- **The problem**
Please print the lines below from the one containing "smile on this photo." down to the one containing "<point>66,58</point>", both included.

- **Dataset content**
• • • • •

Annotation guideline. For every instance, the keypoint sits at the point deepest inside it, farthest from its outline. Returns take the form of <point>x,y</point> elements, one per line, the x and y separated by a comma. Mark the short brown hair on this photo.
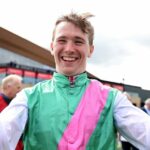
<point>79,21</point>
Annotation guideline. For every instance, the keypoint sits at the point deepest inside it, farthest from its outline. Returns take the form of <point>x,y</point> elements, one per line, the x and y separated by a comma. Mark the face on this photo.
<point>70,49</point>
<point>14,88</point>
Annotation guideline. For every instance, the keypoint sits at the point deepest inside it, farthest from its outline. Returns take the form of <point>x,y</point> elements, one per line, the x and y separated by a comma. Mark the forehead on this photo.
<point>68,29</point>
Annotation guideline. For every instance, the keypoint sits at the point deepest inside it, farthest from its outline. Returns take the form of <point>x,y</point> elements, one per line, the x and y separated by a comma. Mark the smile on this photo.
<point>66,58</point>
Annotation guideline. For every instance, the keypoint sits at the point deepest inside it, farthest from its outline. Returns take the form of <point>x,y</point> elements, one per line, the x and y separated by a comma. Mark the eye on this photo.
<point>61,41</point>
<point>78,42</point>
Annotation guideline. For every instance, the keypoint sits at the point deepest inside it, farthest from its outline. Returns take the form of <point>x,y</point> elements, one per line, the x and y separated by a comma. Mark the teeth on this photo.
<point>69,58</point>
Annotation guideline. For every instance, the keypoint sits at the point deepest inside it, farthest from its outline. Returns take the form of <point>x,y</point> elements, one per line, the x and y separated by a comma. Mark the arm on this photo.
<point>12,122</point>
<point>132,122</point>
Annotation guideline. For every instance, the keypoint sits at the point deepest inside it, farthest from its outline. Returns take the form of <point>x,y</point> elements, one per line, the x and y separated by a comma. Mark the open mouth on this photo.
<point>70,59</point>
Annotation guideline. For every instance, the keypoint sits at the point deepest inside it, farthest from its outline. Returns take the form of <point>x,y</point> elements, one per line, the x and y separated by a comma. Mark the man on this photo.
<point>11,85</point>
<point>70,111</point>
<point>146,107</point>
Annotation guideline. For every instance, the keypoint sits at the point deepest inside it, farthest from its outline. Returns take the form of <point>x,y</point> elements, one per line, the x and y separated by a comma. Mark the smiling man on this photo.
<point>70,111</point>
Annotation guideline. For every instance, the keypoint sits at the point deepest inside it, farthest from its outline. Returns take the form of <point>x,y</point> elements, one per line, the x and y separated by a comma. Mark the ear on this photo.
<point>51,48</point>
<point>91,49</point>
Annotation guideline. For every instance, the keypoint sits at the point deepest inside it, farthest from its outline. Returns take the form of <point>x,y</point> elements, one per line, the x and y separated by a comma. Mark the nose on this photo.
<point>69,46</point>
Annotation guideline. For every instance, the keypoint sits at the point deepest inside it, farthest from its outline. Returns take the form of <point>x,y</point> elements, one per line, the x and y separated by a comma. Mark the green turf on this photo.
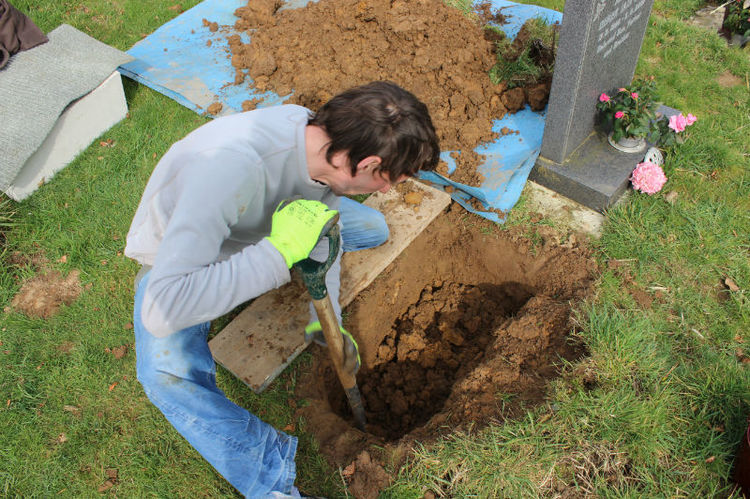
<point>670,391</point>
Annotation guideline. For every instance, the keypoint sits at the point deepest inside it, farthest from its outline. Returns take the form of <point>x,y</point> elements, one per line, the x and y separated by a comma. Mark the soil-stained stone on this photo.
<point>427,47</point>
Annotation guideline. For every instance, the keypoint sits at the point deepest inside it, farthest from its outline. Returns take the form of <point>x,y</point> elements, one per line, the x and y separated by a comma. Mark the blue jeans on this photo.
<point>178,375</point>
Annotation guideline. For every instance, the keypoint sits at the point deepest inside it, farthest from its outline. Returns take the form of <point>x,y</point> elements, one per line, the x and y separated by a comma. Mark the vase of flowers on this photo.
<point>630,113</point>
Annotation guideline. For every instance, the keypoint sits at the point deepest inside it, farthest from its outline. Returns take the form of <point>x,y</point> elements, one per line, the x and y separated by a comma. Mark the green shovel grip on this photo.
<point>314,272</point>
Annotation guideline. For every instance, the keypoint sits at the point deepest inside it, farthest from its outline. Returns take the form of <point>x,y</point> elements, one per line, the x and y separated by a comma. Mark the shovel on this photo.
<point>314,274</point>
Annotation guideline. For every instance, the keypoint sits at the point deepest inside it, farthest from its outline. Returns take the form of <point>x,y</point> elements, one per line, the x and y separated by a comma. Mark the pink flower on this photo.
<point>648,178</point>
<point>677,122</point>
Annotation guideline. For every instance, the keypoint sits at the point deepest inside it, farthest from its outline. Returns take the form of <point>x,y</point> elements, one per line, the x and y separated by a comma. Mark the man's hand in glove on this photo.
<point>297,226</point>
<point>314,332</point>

• • • • •

- **Right answer**
Annotation guideline. For every instance, the keypoint sits at the point deepest inside it, farthest from its outline. Returns take the form of <point>x,y</point> elements, one per line, the x and y separated by a comma. Mark the smile on this photo.
<point>66,58</point>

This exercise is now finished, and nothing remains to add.